TASK DESCRIPTION:
Output each line of the material below as a row of a Markdown table with the columns "Row" and "Line," numbering the rows and skipping blank lines. Omit the pictures.
---------- RECORDED INFORMATION ----------
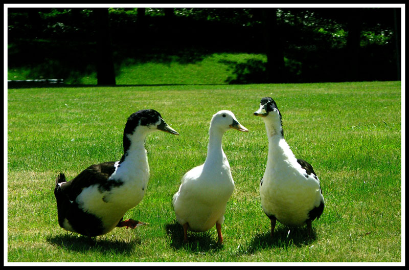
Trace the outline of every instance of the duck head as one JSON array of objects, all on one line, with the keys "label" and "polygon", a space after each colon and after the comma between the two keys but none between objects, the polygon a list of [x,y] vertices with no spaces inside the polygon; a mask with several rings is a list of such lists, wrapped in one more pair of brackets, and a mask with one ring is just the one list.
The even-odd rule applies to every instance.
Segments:
[{"label": "duck head", "polygon": [[240,131],[248,131],[248,129],[239,123],[234,114],[227,110],[220,110],[213,115],[210,122],[210,128],[219,129],[223,132],[231,128]]},{"label": "duck head", "polygon": [[158,130],[179,134],[166,123],[161,114],[154,109],[141,110],[131,114],[124,129],[124,152],[129,149],[132,141],[144,140],[148,134]]},{"label": "duck head", "polygon": [[260,108],[253,115],[262,118],[271,136],[281,133],[284,138],[281,114],[274,99],[269,97],[262,98]]}]

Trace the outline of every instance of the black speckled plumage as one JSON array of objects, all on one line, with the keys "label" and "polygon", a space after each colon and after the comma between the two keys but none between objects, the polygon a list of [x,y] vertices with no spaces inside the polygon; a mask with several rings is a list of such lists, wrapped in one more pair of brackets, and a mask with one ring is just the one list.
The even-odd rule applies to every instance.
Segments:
----------
OUTPUT OF THE TASK:
| Row | Line |
|---|---|
| 1 | Trace the outline of every instance of the duck head as one JSON array of objects, all on one line, with the keys "label" and "polygon", a space after each colon and after the comma between the two keys but none between objects, the polygon a list of [x,y] vertices with no spaces inside the polygon; a mask with several rings is a list of such lists, wrapped in one more pair of brackets, and a mask with one ring is just the one list. |
| 2 | The even-odd rule applies to every instance. |
| 3 | Segments: |
| 4 | [{"label": "duck head", "polygon": [[240,131],[248,131],[248,129],[239,123],[234,114],[227,110],[220,110],[213,115],[210,122],[210,128],[219,129],[223,132],[231,128]]},{"label": "duck head", "polygon": [[158,130],[179,134],[166,123],[161,114],[154,109],[141,110],[131,114],[124,129],[124,152],[129,149],[132,141],[144,140],[148,134]]},{"label": "duck head", "polygon": [[260,108],[253,115],[262,118],[271,136],[281,133],[284,138],[281,114],[274,99],[269,97],[262,98]]}] |
| 5 | Trace the outline of every instance of the black speckled plumage as one JSON array of objects, all on one line, with the keys "label" and "polygon", a space after each colon and after the comma between the two keys but none between objects, the polygon a list of [x,y] vertices with no spaces inside the polygon; a mask with several rings is a list of such lists, wrapped in one more pair of brackets, and a mask with one ring is just the one list. |
| 6 | The even-odd rule applies to every instance. |
| 7 | Segments: |